Task >> Return the lines of the rows below verbatim, beginning with the line that contains "spot the lizard tail in the photo above" and stopping after the final line of the rows, with both of those lines included.
### Task data ###
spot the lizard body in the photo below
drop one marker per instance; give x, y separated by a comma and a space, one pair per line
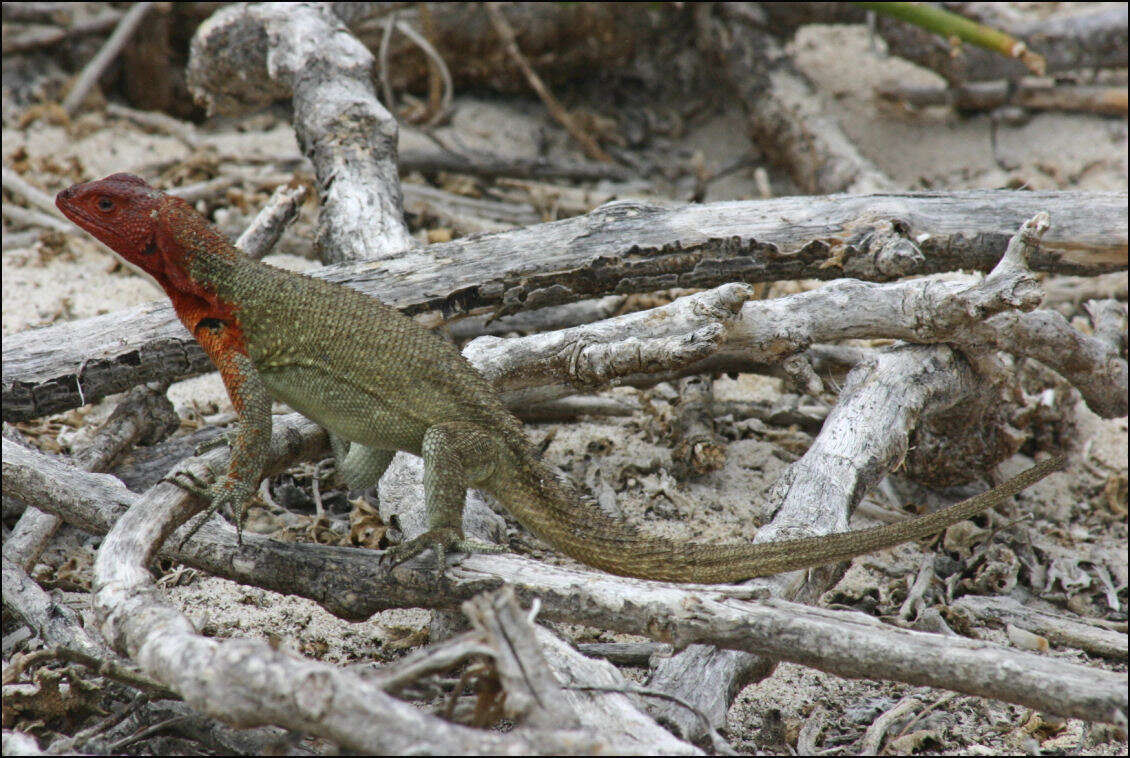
380, 383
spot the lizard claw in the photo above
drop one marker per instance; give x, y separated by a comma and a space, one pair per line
217, 496
440, 539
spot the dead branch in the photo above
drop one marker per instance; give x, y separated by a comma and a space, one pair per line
89, 76
1059, 628
1034, 96
144, 415
556, 110
787, 120
341, 127
20, 37
351, 583
1068, 42
622, 247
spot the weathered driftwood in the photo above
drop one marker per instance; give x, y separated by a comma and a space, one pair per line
89, 76
1068, 42
249, 684
144, 415
306, 53
354, 584
1034, 96
53, 621
784, 111
938, 380
1059, 628
620, 247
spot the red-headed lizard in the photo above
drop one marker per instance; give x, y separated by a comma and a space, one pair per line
380, 383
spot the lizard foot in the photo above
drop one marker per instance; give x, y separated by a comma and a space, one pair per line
216, 495
440, 539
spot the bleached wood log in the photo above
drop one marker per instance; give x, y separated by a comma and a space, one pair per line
305, 51
354, 584
620, 247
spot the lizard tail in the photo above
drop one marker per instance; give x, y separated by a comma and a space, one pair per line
582, 531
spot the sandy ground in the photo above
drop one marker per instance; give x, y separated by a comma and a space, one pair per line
929, 149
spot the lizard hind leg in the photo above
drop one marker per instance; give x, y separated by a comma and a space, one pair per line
457, 455
359, 467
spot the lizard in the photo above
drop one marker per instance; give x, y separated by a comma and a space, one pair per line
380, 382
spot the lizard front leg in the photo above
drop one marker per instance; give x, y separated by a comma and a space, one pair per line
252, 403
457, 455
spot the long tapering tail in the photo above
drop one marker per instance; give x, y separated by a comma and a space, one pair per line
582, 531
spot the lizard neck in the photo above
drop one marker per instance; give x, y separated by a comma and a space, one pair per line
199, 268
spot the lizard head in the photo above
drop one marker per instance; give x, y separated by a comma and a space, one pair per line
121, 210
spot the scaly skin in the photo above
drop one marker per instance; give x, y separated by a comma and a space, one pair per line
380, 383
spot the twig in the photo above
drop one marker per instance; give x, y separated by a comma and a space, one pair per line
105, 55
1035, 96
390, 102
162, 122
355, 584
558, 112
872, 739
271, 220
17, 184
102, 667
434, 58
28, 217
44, 36
952, 26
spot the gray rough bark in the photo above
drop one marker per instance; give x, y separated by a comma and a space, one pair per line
354, 584
620, 247
249, 54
###
Result for this exercise >>
spot the lizard tail in the photo above
drop one marker per instance; give x, y separated by a comma and a space, one pair per line
582, 531
spot the sandy ground in the photo above
drop one marker per instance; give x, y separated by a comma and a space, one pair per line
929, 149
spot the lizard hind leg in the photo above
drop one marker per instance; give x, y separated by a comma and a space, one pair per line
457, 455
359, 467
spot the lizard in the photo above
drop one marker per instance; give x, y separated by a comma and a space, one pair per line
380, 382
spot the lizard front leg in the photo above
drop one marker per instance; give x, y separated by a comma and a space, one pair per line
252, 403
457, 455
spot the long tapering tail in the photo above
drop one marker per instance; give x, y separated by a comma and a space, one pair per line
582, 531
spot the lizard neck in the photo above
drop one marker per instance; give x, y separated by a comma and a space, one pair per line
199, 268
spot the lizard head in the photo above
drop one marker per instance; give x, y separated by a comma and a space, one pair per line
121, 210
spot the scaly skin in the photo above
drop one marker per instance; give x, y separated by a comma and a space, one pair per line
380, 383
spot the twig in the photo above
drop one marker per instance; give x, y separated by a comma and a space, one pair per line
105, 55
1035, 96
390, 102
162, 122
355, 584
558, 112
872, 739
271, 220
17, 184
102, 667
434, 58
28, 217
44, 36
952, 26
spot the gray rough bark in the photo above
drop one marker per instance; give x, y separated by a comma and a space, one pair per line
354, 584
620, 247
249, 54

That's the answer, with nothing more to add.